MATERIAL SHOWN:
----

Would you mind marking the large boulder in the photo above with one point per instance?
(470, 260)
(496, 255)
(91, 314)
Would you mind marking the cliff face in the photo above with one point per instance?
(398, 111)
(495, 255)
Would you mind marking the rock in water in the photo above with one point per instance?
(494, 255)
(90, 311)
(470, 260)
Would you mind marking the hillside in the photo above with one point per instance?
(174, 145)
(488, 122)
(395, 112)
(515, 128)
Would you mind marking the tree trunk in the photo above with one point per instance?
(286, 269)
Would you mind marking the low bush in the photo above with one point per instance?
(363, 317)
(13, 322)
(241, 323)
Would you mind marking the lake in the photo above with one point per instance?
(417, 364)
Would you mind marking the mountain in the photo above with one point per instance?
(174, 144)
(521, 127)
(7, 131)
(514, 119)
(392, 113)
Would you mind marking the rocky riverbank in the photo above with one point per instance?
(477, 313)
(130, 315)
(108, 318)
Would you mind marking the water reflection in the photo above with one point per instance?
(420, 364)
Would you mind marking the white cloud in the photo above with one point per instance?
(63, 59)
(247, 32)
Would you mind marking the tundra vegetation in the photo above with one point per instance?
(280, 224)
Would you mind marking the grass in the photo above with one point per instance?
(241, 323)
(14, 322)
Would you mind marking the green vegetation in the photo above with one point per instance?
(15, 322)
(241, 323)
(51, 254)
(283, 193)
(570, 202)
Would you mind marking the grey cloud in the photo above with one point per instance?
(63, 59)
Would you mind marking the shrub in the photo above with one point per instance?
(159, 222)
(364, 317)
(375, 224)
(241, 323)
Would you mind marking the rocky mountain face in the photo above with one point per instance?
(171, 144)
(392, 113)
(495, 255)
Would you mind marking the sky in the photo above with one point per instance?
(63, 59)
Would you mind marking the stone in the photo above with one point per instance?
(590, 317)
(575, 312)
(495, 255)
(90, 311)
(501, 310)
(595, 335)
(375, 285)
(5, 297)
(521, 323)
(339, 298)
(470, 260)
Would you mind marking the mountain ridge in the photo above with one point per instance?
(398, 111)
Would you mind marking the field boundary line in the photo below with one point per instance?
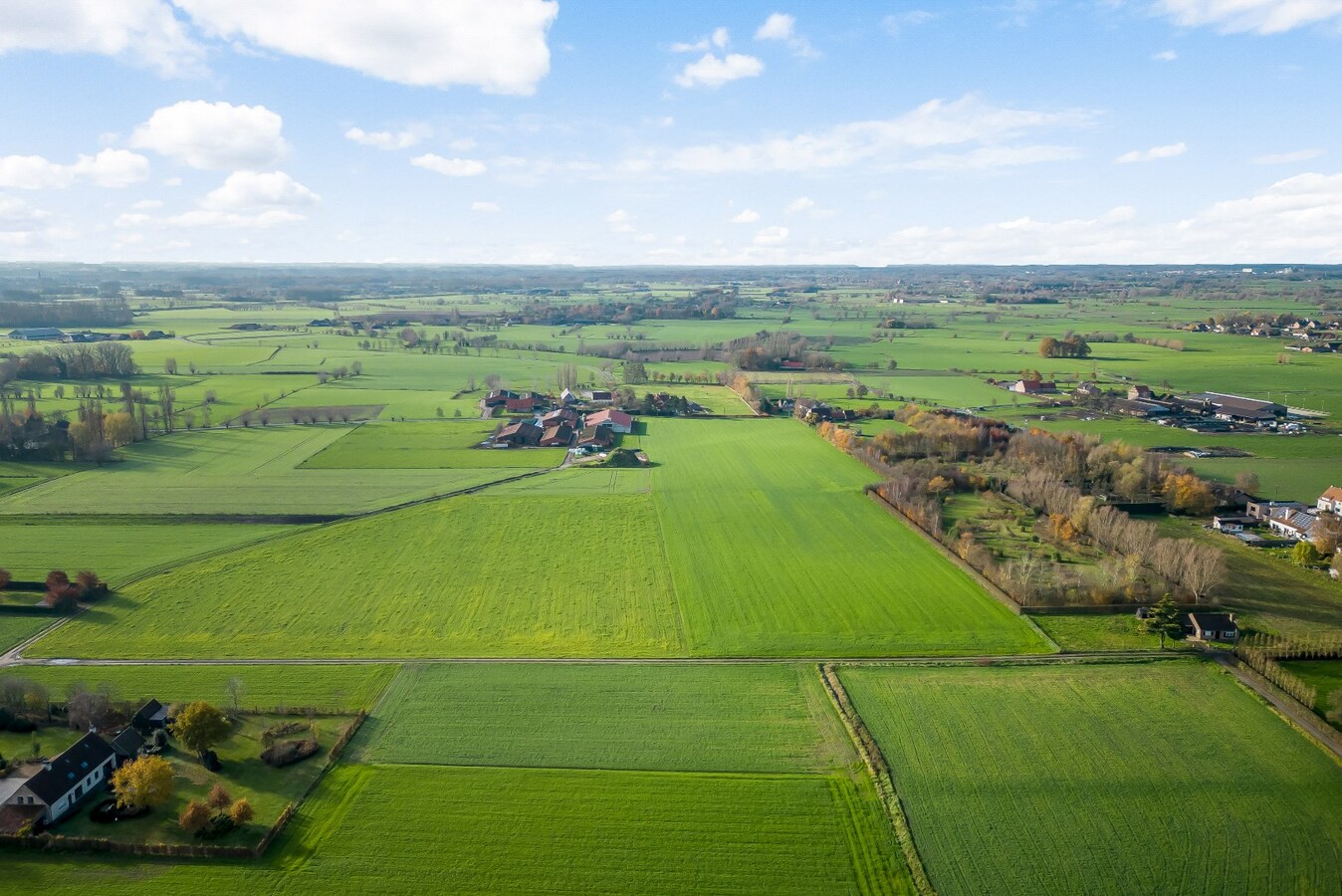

----

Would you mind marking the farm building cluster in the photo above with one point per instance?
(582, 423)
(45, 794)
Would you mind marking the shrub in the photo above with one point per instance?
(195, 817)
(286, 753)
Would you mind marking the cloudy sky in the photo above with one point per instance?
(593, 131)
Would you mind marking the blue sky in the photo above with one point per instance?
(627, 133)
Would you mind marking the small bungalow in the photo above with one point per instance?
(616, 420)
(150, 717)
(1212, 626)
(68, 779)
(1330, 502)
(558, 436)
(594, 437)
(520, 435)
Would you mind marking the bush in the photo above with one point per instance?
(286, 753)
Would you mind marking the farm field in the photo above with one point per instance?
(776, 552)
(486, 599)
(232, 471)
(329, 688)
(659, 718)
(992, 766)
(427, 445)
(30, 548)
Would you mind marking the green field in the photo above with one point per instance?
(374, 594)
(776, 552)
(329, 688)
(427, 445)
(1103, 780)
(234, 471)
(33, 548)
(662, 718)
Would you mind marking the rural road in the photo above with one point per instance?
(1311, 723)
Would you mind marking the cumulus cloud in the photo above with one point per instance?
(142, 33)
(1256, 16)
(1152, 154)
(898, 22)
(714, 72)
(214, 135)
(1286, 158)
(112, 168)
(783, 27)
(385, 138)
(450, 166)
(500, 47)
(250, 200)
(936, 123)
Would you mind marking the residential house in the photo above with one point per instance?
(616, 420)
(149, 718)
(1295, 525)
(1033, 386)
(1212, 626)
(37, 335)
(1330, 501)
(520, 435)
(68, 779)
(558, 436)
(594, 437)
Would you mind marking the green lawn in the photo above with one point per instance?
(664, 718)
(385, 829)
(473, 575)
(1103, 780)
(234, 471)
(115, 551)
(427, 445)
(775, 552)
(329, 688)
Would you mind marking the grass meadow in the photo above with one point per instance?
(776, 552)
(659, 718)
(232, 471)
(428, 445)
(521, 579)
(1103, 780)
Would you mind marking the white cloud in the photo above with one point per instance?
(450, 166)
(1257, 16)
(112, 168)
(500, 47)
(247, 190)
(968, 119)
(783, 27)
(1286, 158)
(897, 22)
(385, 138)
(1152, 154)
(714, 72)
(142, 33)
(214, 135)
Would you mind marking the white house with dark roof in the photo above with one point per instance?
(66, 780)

----

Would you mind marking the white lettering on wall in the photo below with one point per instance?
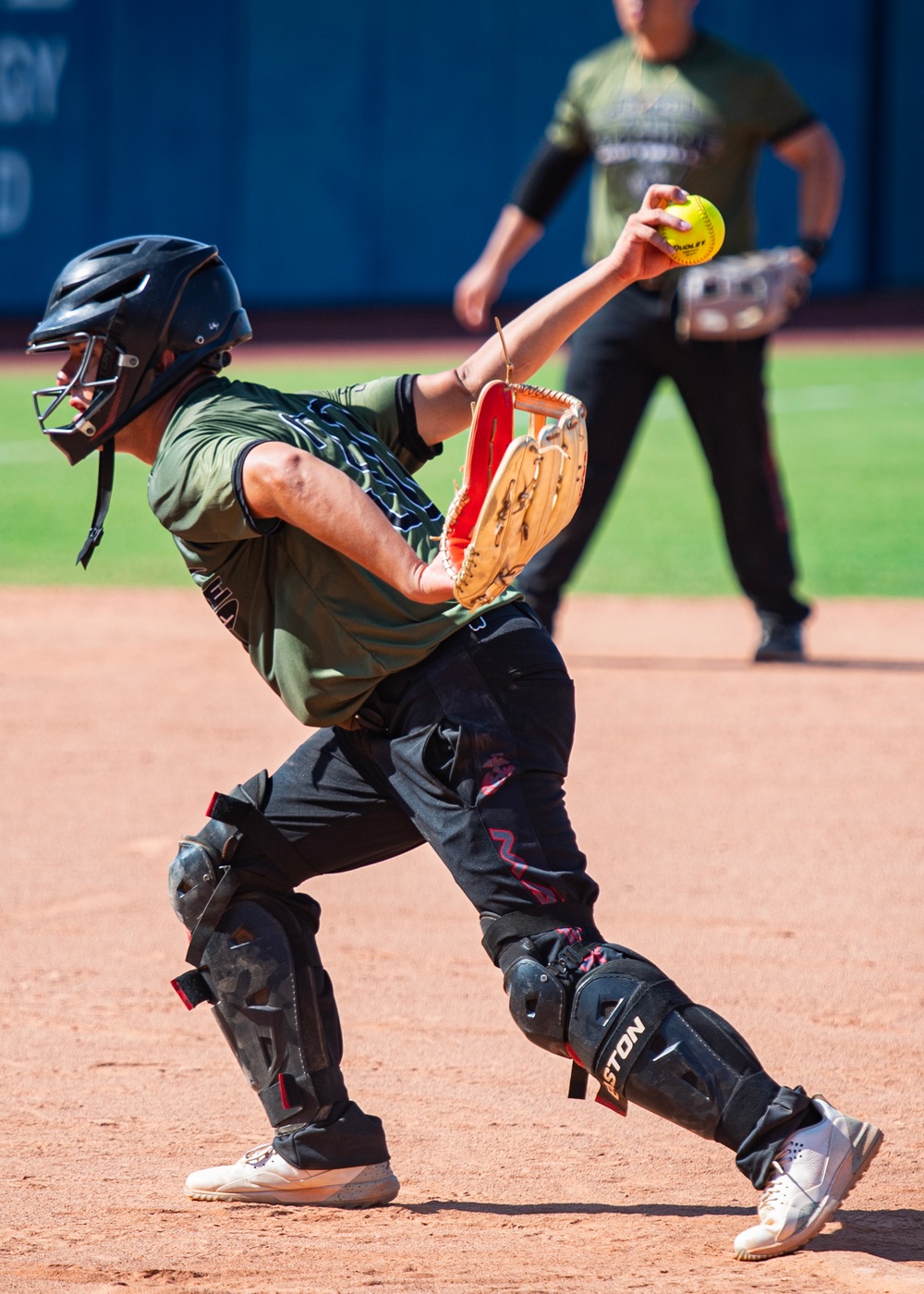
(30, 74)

----

EXERCISE DETAILS:
Using the data above, transcribe the lines that run from the line with "Would you mind marking the stone" to the line with "Would you mind marking the field", both ends kept, and output nothing else.

TASK OUTPUT:
Would you mind marking the stone in the photo above with one point per instance?
(590, 317)
(575, 312)
(495, 255)
(90, 311)
(501, 310)
(595, 335)
(375, 285)
(5, 297)
(521, 323)
(339, 298)
(470, 260)
Would you mind marking the mountain ridge in the photo above with one point per instance?
(398, 111)
Would you mind marking the field boundary line in the photo below with one point per instance?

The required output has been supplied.